● The data:
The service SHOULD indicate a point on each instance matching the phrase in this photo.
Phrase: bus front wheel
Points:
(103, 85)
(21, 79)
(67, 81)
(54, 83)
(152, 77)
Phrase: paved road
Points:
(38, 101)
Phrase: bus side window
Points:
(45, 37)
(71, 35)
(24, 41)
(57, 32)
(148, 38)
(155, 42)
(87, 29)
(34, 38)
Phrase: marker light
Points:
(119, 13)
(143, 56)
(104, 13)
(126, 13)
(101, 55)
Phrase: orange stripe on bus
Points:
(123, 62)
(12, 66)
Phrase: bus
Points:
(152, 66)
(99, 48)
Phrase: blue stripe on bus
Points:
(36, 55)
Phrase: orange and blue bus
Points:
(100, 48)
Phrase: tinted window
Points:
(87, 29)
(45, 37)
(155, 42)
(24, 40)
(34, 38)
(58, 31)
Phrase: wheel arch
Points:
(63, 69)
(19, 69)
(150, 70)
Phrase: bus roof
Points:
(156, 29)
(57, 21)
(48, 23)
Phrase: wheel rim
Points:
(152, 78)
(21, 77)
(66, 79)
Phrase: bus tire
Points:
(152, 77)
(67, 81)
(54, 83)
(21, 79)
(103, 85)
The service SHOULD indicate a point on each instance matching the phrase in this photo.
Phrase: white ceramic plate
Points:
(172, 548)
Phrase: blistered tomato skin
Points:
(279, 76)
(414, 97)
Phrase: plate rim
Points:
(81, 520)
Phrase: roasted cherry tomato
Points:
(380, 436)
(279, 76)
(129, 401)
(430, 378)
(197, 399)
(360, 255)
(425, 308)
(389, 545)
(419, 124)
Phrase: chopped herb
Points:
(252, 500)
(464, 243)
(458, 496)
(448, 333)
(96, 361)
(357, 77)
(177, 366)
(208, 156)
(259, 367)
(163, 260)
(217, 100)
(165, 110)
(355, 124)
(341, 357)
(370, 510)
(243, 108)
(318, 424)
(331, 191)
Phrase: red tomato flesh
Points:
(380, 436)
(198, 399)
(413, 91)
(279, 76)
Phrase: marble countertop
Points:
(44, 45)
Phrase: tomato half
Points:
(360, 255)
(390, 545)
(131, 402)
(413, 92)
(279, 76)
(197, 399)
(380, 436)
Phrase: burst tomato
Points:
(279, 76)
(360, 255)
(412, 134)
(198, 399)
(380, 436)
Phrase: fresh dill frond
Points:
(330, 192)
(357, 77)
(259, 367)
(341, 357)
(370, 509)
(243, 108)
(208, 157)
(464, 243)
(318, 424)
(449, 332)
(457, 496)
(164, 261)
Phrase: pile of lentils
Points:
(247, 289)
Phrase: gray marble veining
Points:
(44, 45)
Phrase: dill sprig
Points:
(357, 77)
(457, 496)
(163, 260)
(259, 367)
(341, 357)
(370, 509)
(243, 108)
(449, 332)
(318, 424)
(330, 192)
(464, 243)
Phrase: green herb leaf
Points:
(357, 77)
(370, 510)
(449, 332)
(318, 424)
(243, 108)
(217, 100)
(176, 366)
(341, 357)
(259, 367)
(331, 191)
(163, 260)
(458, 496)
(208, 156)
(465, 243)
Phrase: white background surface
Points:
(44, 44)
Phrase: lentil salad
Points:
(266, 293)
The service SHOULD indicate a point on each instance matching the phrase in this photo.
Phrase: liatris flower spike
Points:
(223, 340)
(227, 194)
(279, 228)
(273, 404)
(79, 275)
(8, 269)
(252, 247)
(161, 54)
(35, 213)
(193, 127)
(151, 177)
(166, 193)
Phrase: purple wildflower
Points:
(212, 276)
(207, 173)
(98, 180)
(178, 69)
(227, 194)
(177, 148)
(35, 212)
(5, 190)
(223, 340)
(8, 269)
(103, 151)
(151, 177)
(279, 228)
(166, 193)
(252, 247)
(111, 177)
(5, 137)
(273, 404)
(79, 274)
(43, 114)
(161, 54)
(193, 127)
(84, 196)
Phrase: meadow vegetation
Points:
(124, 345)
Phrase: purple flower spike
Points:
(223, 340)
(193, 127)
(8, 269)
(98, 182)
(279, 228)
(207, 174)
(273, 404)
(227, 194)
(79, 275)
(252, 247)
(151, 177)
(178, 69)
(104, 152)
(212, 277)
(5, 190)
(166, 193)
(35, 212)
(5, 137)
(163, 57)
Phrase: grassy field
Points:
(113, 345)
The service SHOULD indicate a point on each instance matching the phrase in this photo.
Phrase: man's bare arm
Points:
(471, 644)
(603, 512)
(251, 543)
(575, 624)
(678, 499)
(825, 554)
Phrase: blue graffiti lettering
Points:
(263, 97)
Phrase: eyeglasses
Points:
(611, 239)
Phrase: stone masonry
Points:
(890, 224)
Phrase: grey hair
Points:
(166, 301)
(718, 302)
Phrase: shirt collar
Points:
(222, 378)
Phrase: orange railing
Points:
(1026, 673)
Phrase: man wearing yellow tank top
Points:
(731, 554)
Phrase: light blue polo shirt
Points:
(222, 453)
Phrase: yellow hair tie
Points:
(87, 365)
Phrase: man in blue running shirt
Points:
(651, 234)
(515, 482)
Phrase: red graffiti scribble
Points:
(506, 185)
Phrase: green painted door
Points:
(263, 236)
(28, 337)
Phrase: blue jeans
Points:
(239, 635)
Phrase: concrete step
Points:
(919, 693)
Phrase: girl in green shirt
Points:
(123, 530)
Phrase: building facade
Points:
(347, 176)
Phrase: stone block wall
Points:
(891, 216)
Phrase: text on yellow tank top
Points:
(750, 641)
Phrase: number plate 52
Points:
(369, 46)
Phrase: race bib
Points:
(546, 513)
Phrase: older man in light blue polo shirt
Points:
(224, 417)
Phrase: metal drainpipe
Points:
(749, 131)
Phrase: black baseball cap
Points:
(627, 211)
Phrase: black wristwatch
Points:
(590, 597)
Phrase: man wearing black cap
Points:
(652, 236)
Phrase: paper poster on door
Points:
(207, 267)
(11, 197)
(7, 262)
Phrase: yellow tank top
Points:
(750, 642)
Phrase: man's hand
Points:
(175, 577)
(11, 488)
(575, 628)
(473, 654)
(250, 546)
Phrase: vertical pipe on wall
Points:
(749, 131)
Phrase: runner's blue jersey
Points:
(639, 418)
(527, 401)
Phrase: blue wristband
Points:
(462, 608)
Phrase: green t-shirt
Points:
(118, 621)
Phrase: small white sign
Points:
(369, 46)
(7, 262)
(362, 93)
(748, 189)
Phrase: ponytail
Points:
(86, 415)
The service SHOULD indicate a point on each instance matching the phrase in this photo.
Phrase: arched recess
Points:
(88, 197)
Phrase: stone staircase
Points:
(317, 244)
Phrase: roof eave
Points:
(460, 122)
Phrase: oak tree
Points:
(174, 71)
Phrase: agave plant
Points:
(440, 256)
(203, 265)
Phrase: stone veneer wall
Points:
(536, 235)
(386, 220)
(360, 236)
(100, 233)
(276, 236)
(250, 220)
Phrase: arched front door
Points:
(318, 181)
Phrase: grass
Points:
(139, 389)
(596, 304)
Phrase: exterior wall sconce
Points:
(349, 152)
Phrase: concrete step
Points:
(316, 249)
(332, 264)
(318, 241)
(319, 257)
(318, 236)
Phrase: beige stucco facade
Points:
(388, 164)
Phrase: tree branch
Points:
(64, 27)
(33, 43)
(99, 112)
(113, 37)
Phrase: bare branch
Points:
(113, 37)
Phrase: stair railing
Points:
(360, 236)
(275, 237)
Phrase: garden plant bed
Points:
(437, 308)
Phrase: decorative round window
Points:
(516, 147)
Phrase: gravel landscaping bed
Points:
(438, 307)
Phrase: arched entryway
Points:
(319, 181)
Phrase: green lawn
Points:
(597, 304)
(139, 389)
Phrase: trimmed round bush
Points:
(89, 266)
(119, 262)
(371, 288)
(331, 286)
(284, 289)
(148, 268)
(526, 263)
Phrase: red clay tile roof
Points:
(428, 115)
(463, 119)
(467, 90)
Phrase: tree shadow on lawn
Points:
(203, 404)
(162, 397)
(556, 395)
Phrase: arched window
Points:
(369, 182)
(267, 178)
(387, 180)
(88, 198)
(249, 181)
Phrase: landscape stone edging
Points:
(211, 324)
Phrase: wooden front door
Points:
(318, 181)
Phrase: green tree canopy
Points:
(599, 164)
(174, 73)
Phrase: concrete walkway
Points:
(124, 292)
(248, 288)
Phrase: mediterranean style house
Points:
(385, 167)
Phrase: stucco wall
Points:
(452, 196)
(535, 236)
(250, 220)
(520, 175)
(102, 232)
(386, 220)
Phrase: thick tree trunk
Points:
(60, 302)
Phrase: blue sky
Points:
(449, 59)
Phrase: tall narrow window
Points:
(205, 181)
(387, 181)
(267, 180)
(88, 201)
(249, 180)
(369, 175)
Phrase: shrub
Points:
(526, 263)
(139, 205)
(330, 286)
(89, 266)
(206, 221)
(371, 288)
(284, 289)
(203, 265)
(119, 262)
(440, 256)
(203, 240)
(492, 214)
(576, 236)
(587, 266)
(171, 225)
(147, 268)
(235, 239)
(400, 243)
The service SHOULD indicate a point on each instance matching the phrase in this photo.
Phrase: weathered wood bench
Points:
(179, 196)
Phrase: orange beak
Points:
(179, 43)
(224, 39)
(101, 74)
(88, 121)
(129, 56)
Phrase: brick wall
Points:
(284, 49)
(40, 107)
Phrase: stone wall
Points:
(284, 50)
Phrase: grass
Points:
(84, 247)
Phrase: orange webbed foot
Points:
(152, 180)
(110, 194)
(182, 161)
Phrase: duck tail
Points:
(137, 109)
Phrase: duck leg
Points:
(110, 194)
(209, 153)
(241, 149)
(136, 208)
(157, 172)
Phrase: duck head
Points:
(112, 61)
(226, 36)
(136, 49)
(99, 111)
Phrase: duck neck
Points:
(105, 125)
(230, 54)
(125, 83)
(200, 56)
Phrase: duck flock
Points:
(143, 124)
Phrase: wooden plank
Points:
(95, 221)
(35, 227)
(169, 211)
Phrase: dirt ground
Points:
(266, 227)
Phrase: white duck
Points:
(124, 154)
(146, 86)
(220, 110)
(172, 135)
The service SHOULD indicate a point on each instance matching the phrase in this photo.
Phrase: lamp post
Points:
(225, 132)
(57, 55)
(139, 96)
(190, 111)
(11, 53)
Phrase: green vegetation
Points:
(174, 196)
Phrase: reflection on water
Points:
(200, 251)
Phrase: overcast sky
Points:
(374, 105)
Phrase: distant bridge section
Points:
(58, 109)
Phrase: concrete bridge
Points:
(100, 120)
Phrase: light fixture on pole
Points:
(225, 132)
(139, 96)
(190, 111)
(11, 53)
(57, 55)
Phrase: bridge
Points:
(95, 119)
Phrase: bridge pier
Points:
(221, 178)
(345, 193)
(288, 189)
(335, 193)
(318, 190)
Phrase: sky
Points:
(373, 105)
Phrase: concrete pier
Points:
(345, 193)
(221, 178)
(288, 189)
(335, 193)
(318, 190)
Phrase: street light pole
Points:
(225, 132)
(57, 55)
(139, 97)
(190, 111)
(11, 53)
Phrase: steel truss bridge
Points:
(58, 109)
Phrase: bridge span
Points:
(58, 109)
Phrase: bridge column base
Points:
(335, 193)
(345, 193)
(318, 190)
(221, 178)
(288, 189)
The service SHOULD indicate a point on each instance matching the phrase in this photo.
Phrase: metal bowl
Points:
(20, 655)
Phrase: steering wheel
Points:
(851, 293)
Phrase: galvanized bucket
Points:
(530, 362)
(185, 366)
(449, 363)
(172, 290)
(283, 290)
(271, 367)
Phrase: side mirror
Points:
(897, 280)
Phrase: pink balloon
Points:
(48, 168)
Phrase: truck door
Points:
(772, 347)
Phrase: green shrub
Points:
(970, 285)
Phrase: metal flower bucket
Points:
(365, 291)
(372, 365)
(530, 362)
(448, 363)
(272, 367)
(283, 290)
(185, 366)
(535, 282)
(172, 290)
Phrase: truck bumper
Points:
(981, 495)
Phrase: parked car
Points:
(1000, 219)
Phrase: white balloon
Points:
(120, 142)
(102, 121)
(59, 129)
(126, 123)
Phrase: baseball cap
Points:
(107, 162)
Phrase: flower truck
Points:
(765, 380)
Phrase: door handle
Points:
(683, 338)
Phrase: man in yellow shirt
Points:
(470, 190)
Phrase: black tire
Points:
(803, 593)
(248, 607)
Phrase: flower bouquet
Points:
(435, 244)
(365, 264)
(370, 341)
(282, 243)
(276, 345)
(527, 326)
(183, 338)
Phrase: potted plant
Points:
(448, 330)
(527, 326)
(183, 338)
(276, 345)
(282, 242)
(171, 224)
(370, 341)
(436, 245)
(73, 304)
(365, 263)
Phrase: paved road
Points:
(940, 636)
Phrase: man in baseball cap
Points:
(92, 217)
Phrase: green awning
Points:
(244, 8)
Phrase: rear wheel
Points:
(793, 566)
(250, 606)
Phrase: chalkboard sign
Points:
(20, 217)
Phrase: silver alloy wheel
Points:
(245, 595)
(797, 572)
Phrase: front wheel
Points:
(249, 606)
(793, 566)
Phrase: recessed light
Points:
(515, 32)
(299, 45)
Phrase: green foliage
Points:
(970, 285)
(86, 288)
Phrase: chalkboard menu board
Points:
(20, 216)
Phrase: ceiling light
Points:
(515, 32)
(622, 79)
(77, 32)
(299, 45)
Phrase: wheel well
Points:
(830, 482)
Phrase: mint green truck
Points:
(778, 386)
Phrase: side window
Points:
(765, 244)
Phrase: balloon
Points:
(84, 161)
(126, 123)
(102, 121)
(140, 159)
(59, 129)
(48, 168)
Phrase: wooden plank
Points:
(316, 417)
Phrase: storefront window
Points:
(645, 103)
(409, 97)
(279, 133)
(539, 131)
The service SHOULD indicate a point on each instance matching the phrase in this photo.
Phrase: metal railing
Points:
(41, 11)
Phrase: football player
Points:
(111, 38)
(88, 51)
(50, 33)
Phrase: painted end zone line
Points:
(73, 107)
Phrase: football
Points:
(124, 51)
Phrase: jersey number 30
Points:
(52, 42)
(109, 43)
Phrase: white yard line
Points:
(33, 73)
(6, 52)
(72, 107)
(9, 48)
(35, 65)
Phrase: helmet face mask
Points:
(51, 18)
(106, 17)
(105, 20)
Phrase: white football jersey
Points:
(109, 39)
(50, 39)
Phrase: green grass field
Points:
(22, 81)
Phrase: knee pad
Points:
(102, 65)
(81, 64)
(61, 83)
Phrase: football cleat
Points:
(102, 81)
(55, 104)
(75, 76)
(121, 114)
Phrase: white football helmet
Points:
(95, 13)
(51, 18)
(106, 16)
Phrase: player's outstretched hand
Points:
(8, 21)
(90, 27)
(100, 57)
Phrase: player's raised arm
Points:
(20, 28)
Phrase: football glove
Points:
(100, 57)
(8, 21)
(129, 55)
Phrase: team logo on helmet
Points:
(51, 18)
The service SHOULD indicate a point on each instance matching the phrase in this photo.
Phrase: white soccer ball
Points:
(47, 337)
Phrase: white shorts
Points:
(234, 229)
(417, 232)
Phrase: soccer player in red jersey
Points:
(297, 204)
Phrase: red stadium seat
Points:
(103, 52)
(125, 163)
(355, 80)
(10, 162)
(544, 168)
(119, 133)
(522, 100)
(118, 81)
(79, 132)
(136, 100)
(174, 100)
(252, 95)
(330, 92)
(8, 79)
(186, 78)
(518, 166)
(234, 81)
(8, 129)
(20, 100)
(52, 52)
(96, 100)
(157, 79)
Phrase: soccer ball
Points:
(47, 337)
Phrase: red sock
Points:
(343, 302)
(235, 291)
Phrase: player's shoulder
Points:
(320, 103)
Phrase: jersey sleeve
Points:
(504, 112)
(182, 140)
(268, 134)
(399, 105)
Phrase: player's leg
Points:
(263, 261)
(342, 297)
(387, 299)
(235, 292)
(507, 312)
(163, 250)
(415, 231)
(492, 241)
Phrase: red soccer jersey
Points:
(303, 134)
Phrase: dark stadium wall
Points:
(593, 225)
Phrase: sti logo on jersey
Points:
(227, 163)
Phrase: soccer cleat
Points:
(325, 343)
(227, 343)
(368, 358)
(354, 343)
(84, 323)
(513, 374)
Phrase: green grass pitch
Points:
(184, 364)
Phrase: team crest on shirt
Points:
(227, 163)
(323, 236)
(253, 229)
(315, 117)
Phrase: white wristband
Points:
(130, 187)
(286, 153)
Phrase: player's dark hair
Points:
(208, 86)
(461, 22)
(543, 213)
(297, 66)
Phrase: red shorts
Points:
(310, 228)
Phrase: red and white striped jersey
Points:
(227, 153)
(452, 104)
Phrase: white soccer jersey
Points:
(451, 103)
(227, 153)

● Instructions to follow:
All lines carrying the word "baseball" must be copied from the data above.

● Answer to the problem:
Phrase: black baseball cap
Phrase: baseball cap
Phrase: man in baseball cap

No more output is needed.